June 12, 2003

The Stress of Not Getting Things Done

by Trudy Boyle

The Stress Triangle

My number one stress creator is not completing a task I have set for myself or following through promptly. The stress is compounded when I take on more than I can deliver in the allotted time. And my final penchant, which makes up what I call my "stress triangle" is to ignore the whole lot until the last sixty seconds!

How do I let this controllable stress occur? The honest answer is that I sometimes let my feelings boss me around. One of the puzzling lessons I have learned is that, more often than not, I do not feel like doing most of the things that need doing. I'm not just speaking about cleaning the toilet bowl or doing my tax return. I'm referring to those things that I genuinely desire to accomplish like writing, preparing courses, learning calligraphy. I haven't yet felt in the mood to get out of my cozy bed early in the morning on a dark rainy day, and get started on my goals. The letter writing feeling does not strike me until I'm actually writing.

Pondering why I don't feel like doing what I say I want to do, yet discovering one more time, how great it often feels after I've done it, is just another reliable way to distract myself from the effort of doing the next thing. There is no substitute for "accepting my feelings" (of laziness or boredom, or anxiety, or whatever happens to appear), "knowing my purpose" and then "DOING IT." My stress is relieved almost from the moment I start, and I go to bed that night often satisfied at what got accomplished.

Trudy Boyle is an alumni of the ToDo Institute and currently works with her partner, Gottfried, conducting workshops and training programs for non-profits and businesses in Western Canada.

Posted on June 12, 2003 2:52 PM

Certainly there is much truth in these short sentences. Once we overcome the procrastination then we become new beings. Good stuff T!

Posted by: ebdos on June 3, 2011 3:07 PM

Thanks Trudy.
I've struggled for so long trying to figure out why I don't feel like doing what I say I want to do. (drawing, painting, drumming...all things that give me pleasure). I've decided that I don't need to figure it out. I just ned to take the next action.

Posted by: John Driscoll on September 15, 2009 7:52 PM

Jee thanks for all your helpful advise; I am overwhelmed by my gratefulness to YOU Trudy...YOU.

···

Condense the paragraph in the essay above on the stress of unfinished tasks that begins "My number one stress creator" into a three-item list of the parts of the "stress triangle."

···

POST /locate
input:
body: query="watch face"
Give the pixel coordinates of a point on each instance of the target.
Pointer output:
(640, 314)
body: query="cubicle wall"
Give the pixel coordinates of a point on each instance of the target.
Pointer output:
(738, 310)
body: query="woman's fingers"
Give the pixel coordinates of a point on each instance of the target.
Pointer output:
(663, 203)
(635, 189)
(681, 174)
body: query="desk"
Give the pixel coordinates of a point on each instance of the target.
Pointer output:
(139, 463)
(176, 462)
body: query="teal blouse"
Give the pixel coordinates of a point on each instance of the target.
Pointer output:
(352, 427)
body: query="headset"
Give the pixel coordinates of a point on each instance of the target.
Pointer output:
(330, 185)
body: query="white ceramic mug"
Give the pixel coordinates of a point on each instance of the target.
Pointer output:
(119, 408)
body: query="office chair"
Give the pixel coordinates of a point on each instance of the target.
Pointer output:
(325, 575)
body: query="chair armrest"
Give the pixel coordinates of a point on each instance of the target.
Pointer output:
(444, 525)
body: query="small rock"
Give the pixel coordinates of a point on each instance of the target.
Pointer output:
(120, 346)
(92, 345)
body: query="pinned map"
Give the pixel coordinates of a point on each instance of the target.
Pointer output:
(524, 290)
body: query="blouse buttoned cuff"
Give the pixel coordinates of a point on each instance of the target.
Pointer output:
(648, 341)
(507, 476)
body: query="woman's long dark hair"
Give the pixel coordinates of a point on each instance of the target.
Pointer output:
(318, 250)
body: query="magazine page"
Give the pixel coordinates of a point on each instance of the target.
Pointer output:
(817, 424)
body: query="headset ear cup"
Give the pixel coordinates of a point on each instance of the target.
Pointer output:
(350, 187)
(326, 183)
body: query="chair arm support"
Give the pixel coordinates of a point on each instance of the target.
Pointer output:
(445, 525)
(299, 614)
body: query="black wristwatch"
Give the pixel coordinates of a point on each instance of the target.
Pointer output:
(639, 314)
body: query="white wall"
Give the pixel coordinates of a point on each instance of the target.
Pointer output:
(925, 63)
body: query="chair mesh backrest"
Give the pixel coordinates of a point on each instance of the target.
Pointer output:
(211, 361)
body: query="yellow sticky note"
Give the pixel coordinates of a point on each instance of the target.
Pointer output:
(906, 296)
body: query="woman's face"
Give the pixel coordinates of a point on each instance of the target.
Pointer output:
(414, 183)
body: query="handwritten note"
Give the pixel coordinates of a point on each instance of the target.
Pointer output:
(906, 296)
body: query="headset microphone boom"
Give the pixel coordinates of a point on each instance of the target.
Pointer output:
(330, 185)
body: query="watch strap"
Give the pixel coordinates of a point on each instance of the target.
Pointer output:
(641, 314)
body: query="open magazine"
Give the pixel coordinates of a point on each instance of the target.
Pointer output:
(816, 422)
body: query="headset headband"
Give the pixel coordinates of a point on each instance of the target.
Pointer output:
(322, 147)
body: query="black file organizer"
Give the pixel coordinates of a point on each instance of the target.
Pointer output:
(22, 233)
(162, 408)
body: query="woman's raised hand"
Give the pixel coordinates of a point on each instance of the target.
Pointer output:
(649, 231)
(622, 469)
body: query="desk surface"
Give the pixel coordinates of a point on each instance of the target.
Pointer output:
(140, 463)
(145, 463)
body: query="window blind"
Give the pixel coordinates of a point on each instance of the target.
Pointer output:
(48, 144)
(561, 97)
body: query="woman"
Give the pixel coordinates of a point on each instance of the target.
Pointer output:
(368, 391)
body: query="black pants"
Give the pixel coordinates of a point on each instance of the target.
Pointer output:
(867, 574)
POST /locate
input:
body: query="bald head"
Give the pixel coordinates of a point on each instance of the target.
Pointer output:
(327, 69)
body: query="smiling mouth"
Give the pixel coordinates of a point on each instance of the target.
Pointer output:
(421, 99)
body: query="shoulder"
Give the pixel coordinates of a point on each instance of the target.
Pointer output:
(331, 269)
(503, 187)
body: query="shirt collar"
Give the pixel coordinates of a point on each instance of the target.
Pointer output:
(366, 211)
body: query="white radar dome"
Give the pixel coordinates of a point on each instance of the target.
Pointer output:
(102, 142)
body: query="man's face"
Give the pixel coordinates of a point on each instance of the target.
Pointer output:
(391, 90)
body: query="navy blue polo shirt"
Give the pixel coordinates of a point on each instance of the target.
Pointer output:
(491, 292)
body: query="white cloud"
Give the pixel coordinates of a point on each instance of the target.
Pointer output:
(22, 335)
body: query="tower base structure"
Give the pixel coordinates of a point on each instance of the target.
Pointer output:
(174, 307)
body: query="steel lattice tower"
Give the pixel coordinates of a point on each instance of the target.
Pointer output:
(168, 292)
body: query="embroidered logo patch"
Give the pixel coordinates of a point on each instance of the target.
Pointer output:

···

# Written response
- Main stress creator: not completing a self-assigned task or not following through promptly.
- Compounding factor: taking on more than can be delivered in the allotted time.
- Final tendency: ignoring it all until the last sixty seconds.